*Information given*:
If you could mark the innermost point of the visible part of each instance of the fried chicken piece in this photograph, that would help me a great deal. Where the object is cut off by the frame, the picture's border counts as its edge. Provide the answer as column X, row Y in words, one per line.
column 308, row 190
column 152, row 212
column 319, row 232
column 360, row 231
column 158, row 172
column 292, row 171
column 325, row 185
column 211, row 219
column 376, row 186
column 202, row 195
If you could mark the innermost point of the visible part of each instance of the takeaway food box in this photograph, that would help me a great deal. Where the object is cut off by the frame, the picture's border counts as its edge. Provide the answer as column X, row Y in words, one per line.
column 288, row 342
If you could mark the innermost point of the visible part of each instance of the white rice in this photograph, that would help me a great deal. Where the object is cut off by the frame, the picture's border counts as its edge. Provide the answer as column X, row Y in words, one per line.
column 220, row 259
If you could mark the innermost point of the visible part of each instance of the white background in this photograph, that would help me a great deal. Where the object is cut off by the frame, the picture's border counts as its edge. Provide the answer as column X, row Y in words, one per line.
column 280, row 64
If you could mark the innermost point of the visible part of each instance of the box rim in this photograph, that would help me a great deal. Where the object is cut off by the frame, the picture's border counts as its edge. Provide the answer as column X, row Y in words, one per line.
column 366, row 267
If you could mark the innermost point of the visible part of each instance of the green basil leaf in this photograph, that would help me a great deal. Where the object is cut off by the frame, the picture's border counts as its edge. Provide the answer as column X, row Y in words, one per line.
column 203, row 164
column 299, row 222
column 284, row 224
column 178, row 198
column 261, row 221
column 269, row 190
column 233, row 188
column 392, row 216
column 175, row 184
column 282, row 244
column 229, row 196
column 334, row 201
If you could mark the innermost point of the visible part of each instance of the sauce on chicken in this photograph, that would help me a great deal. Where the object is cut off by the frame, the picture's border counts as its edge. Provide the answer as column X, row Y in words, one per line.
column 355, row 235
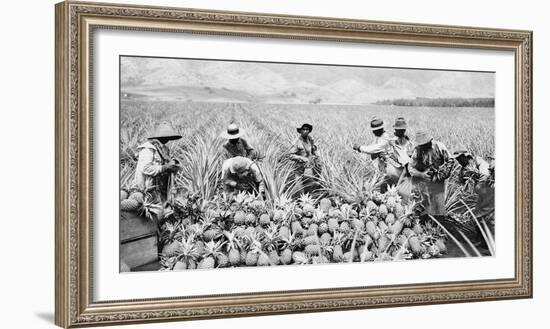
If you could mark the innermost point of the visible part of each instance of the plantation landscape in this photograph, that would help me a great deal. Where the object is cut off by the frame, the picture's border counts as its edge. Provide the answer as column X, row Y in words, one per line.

*Task goal*: Print the listing word for word, but omit the pictures.

*Exercise output*:
If you could mark the innermost point of the visible part of each instance of the fried chicken piece in this photograph, that would help me a great deal. Where the object is cut off by the frame, the picture's border counts as its edge. Provide the answer as column X, row Y in words, one per line.
column 308, row 190
column 152, row 212
column 319, row 232
column 360, row 231
column 158, row 172
column 292, row 171
column 325, row 185
column 211, row 219
column 376, row 186
column 202, row 195
If you could mark the innermost point of the visible part of each instance of the takeaway food box in this photograph, that would help me a great deal. Where the object is cut off by the frame, the picture's border counts as its edge. Provide the answer as column X, row Y in words, one per line.
column 288, row 342
If you could mark the innermost point of the visible part of each instance of the white rice in this photograph, that would help me a great deal. Where the object is cut off by the frame, the picture's border counts as its edge. Provide the answer as column X, row Y in words, one per line.
column 220, row 259
If you could mark the innermost point of the visible part of each instance of the white background in this photograph, that would help me a great deal. Where the object is cut off by the frame, the picture's border counts as its edge. Provide the answer as column X, row Y in words, one per line.
column 280, row 64
If you could mark the innermost point of the visible part of each instance of the box rim in this photograph, that would help me a great deal. Where the object is cut off by the frame, the picture's border counts as its edge. Provide the answer as column X, row Y in words, one per line.
column 366, row 267
If you could mark the innermost point of the visible part of each instance of the green basil leaf in this photograph, that would help me a great deal. Where the object is cut off by the frame, the picture's border counts as its edge. Provide the answer as column X, row Y in words, one per line.
column 203, row 164
column 299, row 222
column 284, row 224
column 178, row 198
column 261, row 221
column 269, row 190
column 233, row 188
column 392, row 216
column 175, row 184
column 282, row 244
column 229, row 196
column 334, row 201
If you could mark the innermost point of the visible part of each instance of the sauce on chicken in this photograph, that would help me a great deal. Where the object is cut off by the frame, the picture's border counts as its edge. Provide the answer as column X, row Y in words, one per line.
column 355, row 235
If you could mark the innermost point of the visible part of each instance of the plantation landscape in this photograph, that would help me a great deal. Where the object is cut off by the frame, the picture's border counts as its edge. Provide the answer as column X, row Y in words, one per line.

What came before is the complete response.